# YOUR TASKS
A. Summarize the letters below in three sentences.
B. In the letters below, how many Palestinians are said to suffer under Israel's blockade of Gaza?

As the economic crisis has proved, the UK is in a far worse situation than most other countries. One of the reasons is that we do not rely on trade for our wealth but financial services; the very industry that has caused the world's problems. The UK must revitalise its shrunken manufacturing industry, and, with Jaguar Land-Rover asking the Government for cash, it is a perfect time to take the company into public ownership. It is vital that this company should not fail.

Government ownership would ensure essential knowledge in the automotive trade is kept in this country and become a basis for rebuilding manufacturing. The strategy should be immediate state ownership, return the company to profitability and then put it back into private hands.

This is about the future of manufacturing industry and consequently the long-term economic health of this country. When the current crisis is over and confidence has returned, we must learn our lesson and not rely on finance for our prosperity, but plain old trade and industry.

Michael Ford

Bocking, Essex

The notion that the Government should risk public money on the producers of environmentally damaging and needless cars (especially when the owners are buying Formula 1 racing cars for fun) is little short of insane. Indeed, they should be introducing legislation to force these types of cars out of existence. To help the workforce they should invest public money to stimulate the manufacture of buses, coaches, electric cars and cars that do way in excess of 100mpg .

Indeed the work that needs doing to redesign the future along sustainable (that is, survivable) lines seems to be the only way of providing long-term employment. To try to maintain sales of cars is about as sensible as increasing cod quotas – small doses of short term-comfort which will bring long-term pain.

If we miss this opportunity to redesign society and design a way of life which may give our life-support systems a chance to recover, then before the next generation grows up we could well be having the sort of experiences which will make this economic downturn look like a picnic.

Dr Colin Bannon

Crapstone, Devon

Middle East: rights on both sides

The ending of the Hamas "truce" with Israel could mean renewed confrontations – the last thing this region needs.

If an escalation of violence can be prevented, it will require a new mindset on both sides. Israel must lift its blockade of Gaza, ending the collective punishment of 1.5 million Palestinians made to suffer for the actions of a minority behind rocket attacks into Israel. And armed Palestinian groups must end their rocket attacks in Israel once and for all.

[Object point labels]
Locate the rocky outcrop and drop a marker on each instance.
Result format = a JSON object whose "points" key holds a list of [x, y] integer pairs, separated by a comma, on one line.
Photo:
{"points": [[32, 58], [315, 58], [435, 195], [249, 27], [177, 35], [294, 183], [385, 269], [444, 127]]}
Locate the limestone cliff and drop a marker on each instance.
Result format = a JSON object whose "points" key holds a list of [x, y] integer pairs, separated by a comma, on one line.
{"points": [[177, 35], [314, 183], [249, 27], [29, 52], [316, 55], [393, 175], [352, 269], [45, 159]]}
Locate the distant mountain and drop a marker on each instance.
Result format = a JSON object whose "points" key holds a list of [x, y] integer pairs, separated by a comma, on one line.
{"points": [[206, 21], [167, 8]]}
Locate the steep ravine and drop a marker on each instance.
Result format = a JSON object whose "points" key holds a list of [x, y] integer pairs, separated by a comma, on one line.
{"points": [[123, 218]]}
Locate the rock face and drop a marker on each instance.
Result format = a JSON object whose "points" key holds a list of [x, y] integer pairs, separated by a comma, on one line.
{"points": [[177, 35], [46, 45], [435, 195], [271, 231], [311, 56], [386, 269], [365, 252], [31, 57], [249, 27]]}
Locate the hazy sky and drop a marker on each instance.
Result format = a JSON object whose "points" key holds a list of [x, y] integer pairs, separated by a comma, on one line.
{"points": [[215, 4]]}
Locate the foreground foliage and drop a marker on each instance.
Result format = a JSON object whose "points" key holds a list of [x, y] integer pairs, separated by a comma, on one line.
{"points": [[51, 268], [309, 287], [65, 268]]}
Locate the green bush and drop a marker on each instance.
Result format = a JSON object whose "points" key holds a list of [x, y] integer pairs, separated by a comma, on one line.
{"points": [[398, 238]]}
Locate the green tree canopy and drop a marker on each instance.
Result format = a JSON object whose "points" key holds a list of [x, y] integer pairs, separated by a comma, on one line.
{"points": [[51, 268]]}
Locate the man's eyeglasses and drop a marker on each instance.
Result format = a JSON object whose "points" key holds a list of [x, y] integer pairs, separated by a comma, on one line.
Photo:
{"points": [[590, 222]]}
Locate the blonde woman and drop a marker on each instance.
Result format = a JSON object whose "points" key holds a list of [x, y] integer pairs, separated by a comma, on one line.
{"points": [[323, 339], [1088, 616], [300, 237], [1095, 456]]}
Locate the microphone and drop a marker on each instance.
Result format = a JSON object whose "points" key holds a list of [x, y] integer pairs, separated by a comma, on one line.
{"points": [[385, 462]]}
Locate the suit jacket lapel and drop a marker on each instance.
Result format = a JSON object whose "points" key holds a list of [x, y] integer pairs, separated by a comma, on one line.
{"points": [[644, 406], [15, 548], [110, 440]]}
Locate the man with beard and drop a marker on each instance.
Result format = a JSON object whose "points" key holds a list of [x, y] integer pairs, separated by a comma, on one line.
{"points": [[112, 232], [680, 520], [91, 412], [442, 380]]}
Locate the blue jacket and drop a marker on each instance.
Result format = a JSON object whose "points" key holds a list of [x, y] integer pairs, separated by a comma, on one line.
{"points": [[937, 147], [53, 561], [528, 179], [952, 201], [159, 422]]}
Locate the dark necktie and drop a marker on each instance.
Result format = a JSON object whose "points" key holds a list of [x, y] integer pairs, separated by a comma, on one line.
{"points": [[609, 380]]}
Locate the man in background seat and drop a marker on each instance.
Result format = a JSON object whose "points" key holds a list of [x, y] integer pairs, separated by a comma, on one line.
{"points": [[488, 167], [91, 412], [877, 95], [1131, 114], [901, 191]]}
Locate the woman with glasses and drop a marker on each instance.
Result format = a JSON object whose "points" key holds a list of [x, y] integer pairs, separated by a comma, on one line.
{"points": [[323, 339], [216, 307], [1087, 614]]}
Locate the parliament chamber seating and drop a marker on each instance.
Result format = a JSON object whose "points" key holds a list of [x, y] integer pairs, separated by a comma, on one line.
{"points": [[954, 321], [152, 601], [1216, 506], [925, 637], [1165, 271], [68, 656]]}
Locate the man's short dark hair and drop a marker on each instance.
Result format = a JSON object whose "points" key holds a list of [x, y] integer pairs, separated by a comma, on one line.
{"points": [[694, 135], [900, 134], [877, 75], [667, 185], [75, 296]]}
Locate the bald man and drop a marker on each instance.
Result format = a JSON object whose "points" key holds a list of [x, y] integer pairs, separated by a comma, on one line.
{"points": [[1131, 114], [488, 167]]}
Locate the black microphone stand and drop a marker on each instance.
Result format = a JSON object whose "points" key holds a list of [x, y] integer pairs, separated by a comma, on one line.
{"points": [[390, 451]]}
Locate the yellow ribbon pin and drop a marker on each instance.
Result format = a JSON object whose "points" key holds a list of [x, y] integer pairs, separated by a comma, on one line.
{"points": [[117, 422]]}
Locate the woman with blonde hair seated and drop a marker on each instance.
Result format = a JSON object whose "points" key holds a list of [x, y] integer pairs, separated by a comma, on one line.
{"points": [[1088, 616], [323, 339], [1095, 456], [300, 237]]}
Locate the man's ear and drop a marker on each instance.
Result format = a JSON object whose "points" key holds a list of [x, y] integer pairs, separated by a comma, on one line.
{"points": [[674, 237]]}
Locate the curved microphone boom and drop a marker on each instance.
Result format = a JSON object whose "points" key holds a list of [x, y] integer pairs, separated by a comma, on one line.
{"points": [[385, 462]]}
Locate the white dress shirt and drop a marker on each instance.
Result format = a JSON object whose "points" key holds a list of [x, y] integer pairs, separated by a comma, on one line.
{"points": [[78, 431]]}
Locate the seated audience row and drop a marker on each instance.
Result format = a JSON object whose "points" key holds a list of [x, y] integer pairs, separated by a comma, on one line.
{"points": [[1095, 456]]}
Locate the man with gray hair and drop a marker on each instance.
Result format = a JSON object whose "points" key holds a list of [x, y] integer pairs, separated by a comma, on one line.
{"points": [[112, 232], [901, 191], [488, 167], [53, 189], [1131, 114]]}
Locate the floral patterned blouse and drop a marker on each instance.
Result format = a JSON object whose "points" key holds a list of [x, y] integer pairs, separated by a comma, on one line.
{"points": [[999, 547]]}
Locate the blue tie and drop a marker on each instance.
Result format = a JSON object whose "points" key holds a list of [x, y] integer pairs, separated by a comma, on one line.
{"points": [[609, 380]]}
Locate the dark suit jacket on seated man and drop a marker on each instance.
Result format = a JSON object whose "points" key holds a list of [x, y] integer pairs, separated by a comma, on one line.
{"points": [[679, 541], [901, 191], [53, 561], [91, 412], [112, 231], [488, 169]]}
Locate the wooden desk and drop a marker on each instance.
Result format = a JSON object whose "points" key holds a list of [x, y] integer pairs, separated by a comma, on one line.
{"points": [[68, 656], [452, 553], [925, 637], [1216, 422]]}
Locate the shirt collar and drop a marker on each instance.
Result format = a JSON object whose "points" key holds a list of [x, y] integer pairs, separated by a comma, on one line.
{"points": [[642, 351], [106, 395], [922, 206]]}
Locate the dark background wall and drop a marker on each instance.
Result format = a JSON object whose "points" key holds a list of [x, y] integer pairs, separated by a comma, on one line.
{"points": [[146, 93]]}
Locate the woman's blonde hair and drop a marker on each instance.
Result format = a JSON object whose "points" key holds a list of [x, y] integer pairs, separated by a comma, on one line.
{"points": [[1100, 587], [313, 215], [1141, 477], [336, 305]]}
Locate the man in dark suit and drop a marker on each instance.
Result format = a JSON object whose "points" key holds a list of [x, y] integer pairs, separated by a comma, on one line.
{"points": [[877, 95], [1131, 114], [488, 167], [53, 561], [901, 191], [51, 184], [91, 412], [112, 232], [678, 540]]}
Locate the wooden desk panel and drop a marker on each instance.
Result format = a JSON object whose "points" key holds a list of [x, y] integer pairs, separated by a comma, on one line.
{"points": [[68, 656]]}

# SOLUTIONS
A. Michael Ford argues that the Government should take Jaguar Land-Rover into public ownership, return it to profitability and then put it back into private hands, so that the UK can rebuild its manufacturing and stop relying on finance. Dr Colin Bannon argues that public money should not support makers of environmentally damaging cars and should instead help manufacture buses, coaches, electric cars and cars that do well over 100mpg, warning that failing to redesign society could bring far worse hardship. A third letter warns that the end of the Hamas "truce" could bring renewed confrontation and calls for Israel to lift its blockade of Gaza and for armed Palestinian groups to end their rocket attacks.

B. 1.5 million Palestinians.